> WHAT IS NEEDED: Turn the lines of the listing below into a numbered list, starting at the line containing "Tag one point on every instance of the white ceramic measuring" and ending at the line containing "(262, 1005)", both included. Drop any blank lines.

> RECORDS FOR PROCESSING:
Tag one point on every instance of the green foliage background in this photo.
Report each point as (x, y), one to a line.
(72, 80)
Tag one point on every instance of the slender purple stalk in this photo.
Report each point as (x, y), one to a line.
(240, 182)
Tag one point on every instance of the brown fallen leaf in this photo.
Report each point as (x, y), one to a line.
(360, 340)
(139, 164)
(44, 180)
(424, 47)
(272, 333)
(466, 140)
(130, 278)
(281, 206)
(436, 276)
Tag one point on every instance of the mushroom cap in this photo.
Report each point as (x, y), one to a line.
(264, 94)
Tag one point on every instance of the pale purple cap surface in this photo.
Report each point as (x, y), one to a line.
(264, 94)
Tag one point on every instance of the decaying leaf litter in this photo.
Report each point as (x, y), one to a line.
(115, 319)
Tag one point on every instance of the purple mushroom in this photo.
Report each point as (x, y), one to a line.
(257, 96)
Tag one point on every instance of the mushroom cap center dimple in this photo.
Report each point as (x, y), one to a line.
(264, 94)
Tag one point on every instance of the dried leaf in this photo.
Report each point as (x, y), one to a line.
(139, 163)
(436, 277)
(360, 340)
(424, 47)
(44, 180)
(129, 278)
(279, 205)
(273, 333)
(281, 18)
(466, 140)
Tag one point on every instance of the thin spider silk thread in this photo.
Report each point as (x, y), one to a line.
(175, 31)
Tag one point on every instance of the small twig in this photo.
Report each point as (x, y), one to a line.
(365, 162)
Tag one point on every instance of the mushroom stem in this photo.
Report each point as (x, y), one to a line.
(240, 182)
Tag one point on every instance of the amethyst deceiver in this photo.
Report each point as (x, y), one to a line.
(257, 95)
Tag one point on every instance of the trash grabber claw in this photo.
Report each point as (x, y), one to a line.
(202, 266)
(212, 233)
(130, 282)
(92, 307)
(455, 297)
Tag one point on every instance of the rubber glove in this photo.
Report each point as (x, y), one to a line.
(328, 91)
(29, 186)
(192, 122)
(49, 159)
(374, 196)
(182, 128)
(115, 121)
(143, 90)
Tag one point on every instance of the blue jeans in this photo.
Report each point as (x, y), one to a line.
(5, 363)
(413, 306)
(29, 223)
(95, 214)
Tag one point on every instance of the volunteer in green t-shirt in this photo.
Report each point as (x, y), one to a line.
...
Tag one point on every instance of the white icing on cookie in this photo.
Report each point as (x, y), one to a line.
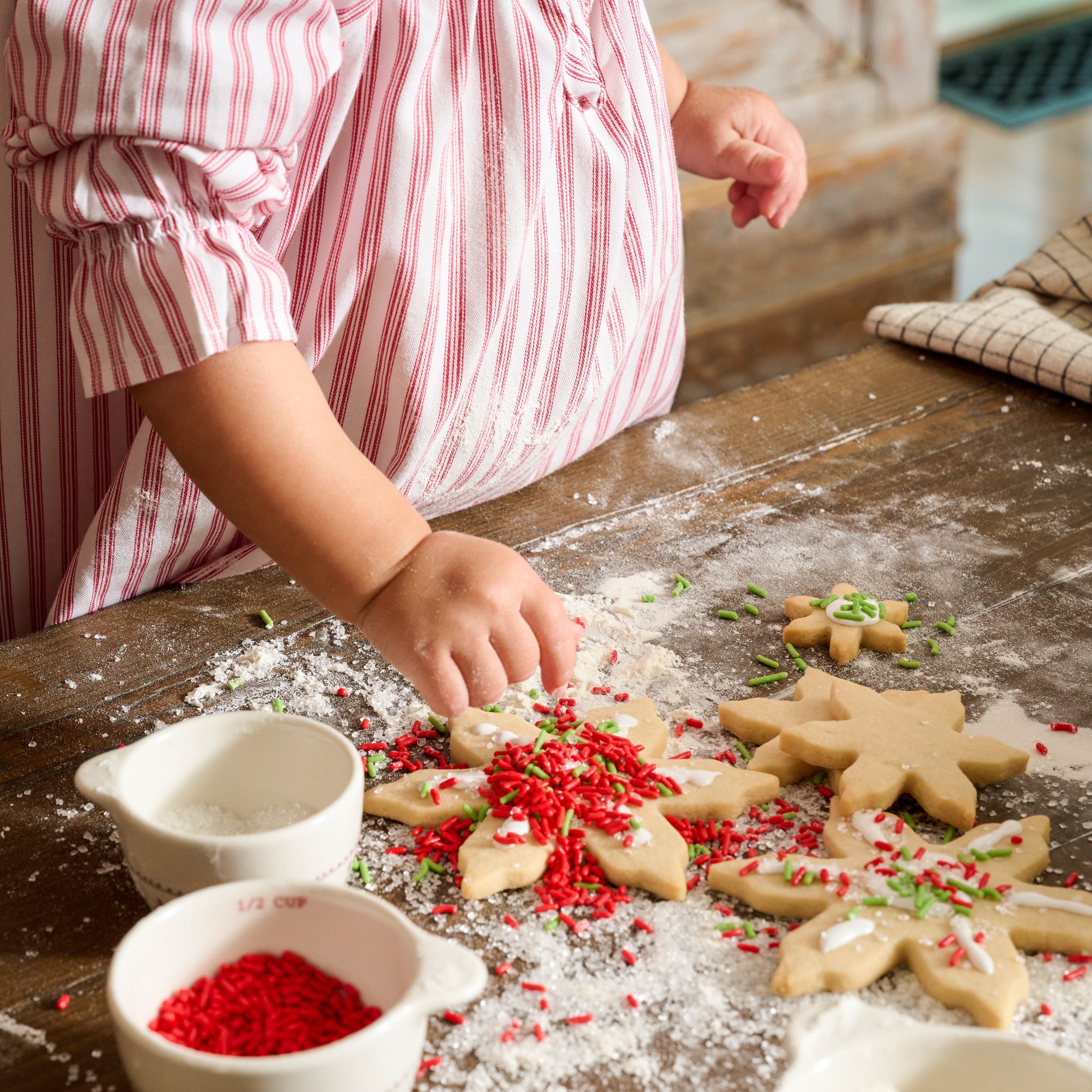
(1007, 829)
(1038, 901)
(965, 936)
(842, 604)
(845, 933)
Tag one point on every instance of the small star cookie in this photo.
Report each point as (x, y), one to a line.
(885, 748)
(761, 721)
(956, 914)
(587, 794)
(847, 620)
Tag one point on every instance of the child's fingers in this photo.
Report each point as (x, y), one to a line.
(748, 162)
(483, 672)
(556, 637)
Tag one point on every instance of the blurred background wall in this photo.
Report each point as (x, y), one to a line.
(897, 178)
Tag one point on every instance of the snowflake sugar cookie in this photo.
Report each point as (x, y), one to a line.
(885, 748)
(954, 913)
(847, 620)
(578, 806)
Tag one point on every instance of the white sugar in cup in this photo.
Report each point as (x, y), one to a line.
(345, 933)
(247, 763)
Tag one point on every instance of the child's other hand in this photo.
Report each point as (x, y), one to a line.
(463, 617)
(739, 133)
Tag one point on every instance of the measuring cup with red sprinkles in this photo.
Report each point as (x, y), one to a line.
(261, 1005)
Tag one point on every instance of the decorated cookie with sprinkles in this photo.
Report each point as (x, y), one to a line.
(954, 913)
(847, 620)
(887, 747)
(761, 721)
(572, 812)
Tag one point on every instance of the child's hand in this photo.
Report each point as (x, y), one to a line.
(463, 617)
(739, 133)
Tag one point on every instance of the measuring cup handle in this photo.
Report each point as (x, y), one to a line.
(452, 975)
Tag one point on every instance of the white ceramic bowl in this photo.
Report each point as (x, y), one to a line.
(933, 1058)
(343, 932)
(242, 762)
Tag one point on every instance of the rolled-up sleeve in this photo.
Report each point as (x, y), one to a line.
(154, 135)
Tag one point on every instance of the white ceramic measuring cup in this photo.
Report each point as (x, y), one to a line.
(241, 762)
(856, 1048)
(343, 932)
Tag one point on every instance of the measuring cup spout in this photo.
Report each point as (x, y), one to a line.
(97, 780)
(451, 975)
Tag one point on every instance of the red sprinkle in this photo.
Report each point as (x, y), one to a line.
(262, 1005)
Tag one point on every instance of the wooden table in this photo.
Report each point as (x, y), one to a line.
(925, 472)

> OUTPUT FOR THIS EXERCISE:
1. Tag one point on every instance of the white ceramic measuring cup in this photo.
2. Report each point as (x, y), one to a line.
3. (241, 762)
4. (856, 1048)
5. (343, 932)
6. Tag one point on every instance of the measuring cup spout in this photo.
7. Report each point as (x, y), one to a line.
8. (97, 780)
9. (451, 975)
10. Tag one point on every instance of the red sprinkle in this photo.
11. Report each point as (x, y), one to a line.
12. (262, 1005)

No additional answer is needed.